Now a theory is formed out of general conclusions drawn from the collection and comparison of facts. Facts taken alone and by themselves are altogether useless; and the sum of every man's knowledge is in effect made up of the number and extent of his theories. Undoubtedly there are bad theories as well as good; but it would be as absurd to proscribe all theory, because some is bad, as to proscribe all reasoning, because some reasoning is a vehicle for fallacy. The honest course in such cases is, not to condemn a theory, plan, or system, merely because it is a theory, and bears the marks of rational contrivance, but to examine and point out in what respect, if any, it is likely to prove defective. If this were done, instead of the absurd expression which we often hear from the unreflecting, that a thing may be good in theory, but bad in practice, it would be found that whatever was bad in practice must be bad in theory also.

Thus, the scheme for lighting the streets with gas, held out to those who proposed to engage in it a larger profit than was warranted by the result; but upon examination of the scheme it was afterwards discovered that the projector had in his calculations inadvertently omitted the expence of iron pipes for conveying the gas. As to the expected profits, therefore, the project was bad in practice, because it was bad in theory. If indeed a theory is nothing more than from a general survey and comparison of the means in possession and the end in view, to adapt the one to the other for the purpose of practice, it is not easy to perceive how that which is bad in practice can be good in theory. According to this strange absurdity, the very goodness of a plan, has sometimes been urged as a ground for its rejection. "It is too good to be practical :” an objection which has been sufficiently answered by the foregoing exposition.

To the epithets speculative and theoretical, are often added in the same sense, or by way of aggravation and climax, those of visionary, chimerical, romantic, Utopian. If these words have any meaning-beyond that of the speaker's dislike to the measure against which he directs them, it is, that in his estimation the measure is impracticable. If this be so, it would be so easy to state why he entertains such an opinion; what he esteems to be difficulties in the way of carrying the measure into execution; what the causes of its probable failure; that when in lieu of this, he merely resorts to vituperative and contemptuous expressions, it may safely be inferred he has no such objections to urge.

Besides the set who find their account in every instrument of delusion which can mystify the intellects of mankind, the anti-rational fallacies are singularly acceptable to three extensive classes of.men.-To the idle and frivolous, who hate the trouble; to the ignorant, who have

not the means; and to the dull, who have not the power of thinking on intricate and extensive subjects. Their ease and their vanity conspire in inducing them to get rid of thought, and these fallacies are the most efficient instruments for the purpose: an expression of scorn levelled at the author of this trouble, is at once likely to operate as a suppression of the evil, and as a punishment, however inadequate, for the disturbance attempted to be given to honourable repose.

22. Paradoxical Assertion.

RECORDS SUPPLIED:

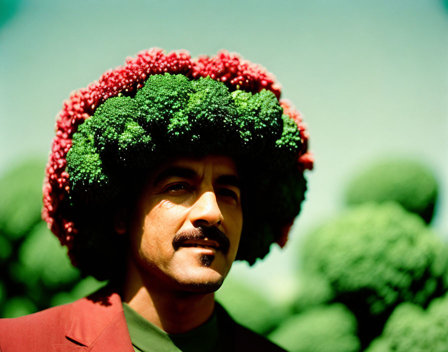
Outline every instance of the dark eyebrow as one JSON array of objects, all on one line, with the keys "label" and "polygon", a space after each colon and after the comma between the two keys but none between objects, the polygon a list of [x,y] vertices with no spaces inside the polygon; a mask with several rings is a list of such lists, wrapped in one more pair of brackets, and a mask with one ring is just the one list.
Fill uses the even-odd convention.
[{"label": "dark eyebrow", "polygon": [[162,182],[164,180],[171,177],[178,177],[182,178],[194,178],[197,176],[197,174],[193,170],[186,168],[168,168],[164,170],[159,174],[156,180],[154,180],[153,185],[156,186]]},{"label": "dark eyebrow", "polygon": [[217,184],[234,186],[241,188],[241,182],[235,175],[221,175],[216,179],[215,183]]}]

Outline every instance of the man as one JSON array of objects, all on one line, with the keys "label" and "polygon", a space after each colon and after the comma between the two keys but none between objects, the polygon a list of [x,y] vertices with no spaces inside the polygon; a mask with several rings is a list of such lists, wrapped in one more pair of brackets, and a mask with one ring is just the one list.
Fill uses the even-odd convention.
[{"label": "man", "polygon": [[281,350],[214,300],[236,258],[284,245],[311,168],[298,114],[262,68],[153,49],[72,94],[44,218],[108,286],[0,322],[8,351]]}]

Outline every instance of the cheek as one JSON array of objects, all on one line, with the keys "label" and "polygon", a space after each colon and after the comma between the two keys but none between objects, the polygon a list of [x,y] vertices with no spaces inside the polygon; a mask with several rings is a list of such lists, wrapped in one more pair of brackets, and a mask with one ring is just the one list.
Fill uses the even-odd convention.
[{"label": "cheek", "polygon": [[172,238],[184,222],[186,208],[168,200],[162,200],[144,217],[140,242],[140,254],[170,255],[174,252]]},{"label": "cheek", "polygon": [[226,232],[232,246],[232,250],[236,254],[242,230],[242,213],[240,208],[230,209],[223,216],[228,220]]}]

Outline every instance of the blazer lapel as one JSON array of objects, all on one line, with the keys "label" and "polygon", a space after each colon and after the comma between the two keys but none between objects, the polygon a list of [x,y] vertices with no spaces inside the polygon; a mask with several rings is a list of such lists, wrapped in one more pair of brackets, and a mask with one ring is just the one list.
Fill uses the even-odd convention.
[{"label": "blazer lapel", "polygon": [[54,345],[55,350],[134,352],[121,298],[117,293],[106,290],[72,304],[66,337],[76,344]]}]

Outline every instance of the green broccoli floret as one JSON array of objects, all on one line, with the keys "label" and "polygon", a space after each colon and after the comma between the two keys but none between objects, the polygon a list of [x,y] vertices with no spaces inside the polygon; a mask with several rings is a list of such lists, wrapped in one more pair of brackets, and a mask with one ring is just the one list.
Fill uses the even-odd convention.
[{"label": "green broccoli floret", "polygon": [[347,204],[394,200],[429,223],[437,199],[438,186],[433,172],[416,162],[392,160],[372,165],[349,184]]},{"label": "green broccoli floret", "polygon": [[356,352],[356,322],[343,304],[318,306],[294,316],[269,336],[290,352]]},{"label": "green broccoli floret", "polygon": [[44,164],[44,158],[26,160],[0,178],[0,232],[10,240],[40,220]]},{"label": "green broccoli floret", "polygon": [[410,303],[398,306],[381,336],[366,352],[448,350],[448,296],[436,298],[425,310]]},{"label": "green broccoli floret", "polygon": [[424,306],[447,287],[446,247],[396,203],[352,209],[314,231],[302,250],[304,270],[326,280],[356,315],[363,344],[398,304]]}]

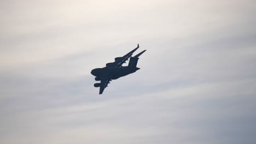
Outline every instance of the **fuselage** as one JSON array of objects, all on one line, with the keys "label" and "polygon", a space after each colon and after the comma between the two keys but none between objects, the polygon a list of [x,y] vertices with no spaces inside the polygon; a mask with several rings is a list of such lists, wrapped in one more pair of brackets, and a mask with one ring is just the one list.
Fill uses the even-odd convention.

TASK INSTRUCTIONS:
A – In the passage on theory and practice, what had the projector of the gas street-lighting scheme left out of his calculations?
B – Copy the passage on theory and practice, starting with "To the epithets" and going on through "objections to urge.".
The data stands apart from the passage on theory and practice.

SOLVED TASKS:
A – He had left out the expense of iron pipes for conveying the gas.

B –
To the epithets speculative and theoretical, are often added in the same sense, or by way of aggravation and climax, those of visionary, chimerical, romantic, Utopian. If these words have any meaning-beyond that of the speaker's dislike to the measure against which he directs them, it is, that in his estimation the measure is impracticable. If this be so, it would be so easy to state why he entertains such an opinion; what he esteems to be difficulties in the way of carrying the measure into execution; what the causes of its probable failure; that when in lieu of this, he merely resorts to vituperative and contemptuous expressions, it may safely be inferred he has no such objections to urge.